◆ EXCERPTED TEXT
— START —
[ 
https://issues.apache.org/jira/browse/SPARK-12998?page=com.atlassian.jira.plugin.system.issuetabpanels:all-tabpanel
 ]

Rajesh Balamohan updated SPARK-12998:
-------------------------------------
    Description: 
When a user connects via spark-thrift server to execute SQL, it does not enable 
PPD with ORC. It ends up creating MetastoreRelation which does not have ORC 
PPD.  Purpose of this JIRA is to convert MetastoreRelation to OrcRelation in 
HiveMetastoreCatalog, so that users can benefit from PPD even when connecting 
to spark-thrift server.

For example, "explain select count(1) from  tpch_flat_orc_1000.lineitem where 
l_shipdate = '1990-04-18'", current plan is 

+------------------------------------------------------------------------------------------------------------------+--+
|                                                       plan                    
                                   |
+------------------------------------------------------------------------------------------------------------------+--+
| == Physical Plan ==                                                           
                                   |
| TungstenAggregate(key=[], functions=[(count(1),mode=Final,isDistinct=false)], 
output=[_c0#17L])                  |
| +- Exchange SinglePartition, None                                             
                                   |
|    +- WholeStageCodegen                                                       
                                   |
|       :  +- TungstenAggregate(key=[], 
functions=[(count(1),mode=Partial,isDistinct=false)], output=[count#20L])  |
|       :     +- Project                                                        
                                   |
|       :        +- Filter (l_shipdate#11 = 1990-04-18)                         
                                   |
|       :           +- INPUT                                                    
                                   |
|       +- HiveTableScan [l_shipdate#11], MetastoreRelation tpch_1000, 
lineitem, None                     |
+------------------------------------------------------------------------------------------------------------------+--+

It would be good to change it to OrcRelation to do PPD with ORC, which reduces 
the runtime by large margin.
 
+-----------------------------------------------------------------------------------------------------------------------------------------------------------------------------------------------+--+
|                                                                               
              plan                                                              
                                |
+-----------------------------------------------------------------------------------------------------------------------------------------------------------------------------------------------+--+
| == Physical Plan ==                                                           
                                                                                
                                |
| TungstenAggregate(key=[], functions=[(count(1),mode=Final,isDistinct=false)], 
output=[_c0#70L])                                                               
                                |
| +- Exchange SinglePartition, None                                             
                                                                                
                                |
|    +- WholeStageCodegen                                                       
                                                                                
                                |
|       :  +- TungstenAggregate(key=[], 
functions=[(count(1),mode=Partial,isDistinct=false)], output=[count#106L])      
                                                                        |
|       :     +- Project                                                        
                                                                                
                                |
|       :        +- Filter (_col10#64 = 1990-04-18)
— END —
◆ ACTIONS TO TAKE
**a)** In the Spark issue text, what does the issue propose converting MetastoreRelation into?
**b)** Reproduce the Spark issue text between "Rajesh Balamohan updated" and "to spark-thrift server.", inclusive.

◆ RECORDED DATA
— START —
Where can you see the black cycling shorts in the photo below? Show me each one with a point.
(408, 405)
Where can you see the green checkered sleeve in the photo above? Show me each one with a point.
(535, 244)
— END —
◆ COMPLETE ANSWERS
**a)** OrcRelation, in HiveMetastoreCatalog.

**b)**
Rajesh Balamohan updated SPARK-12998:
-------------------------------------
    Description: 
When a user connects via spark-thrift server to execute SQL, it does not enable 
PPD with ORC. It ends up creating MetastoreRelation which does not have ORC 
PPD.  Purpose of this JIRA is to convert MetastoreRelation to OrcRelation in 
HiveMetastoreCatalog, so that users can benefit from PPD even when connecting 
to spark-thrift server.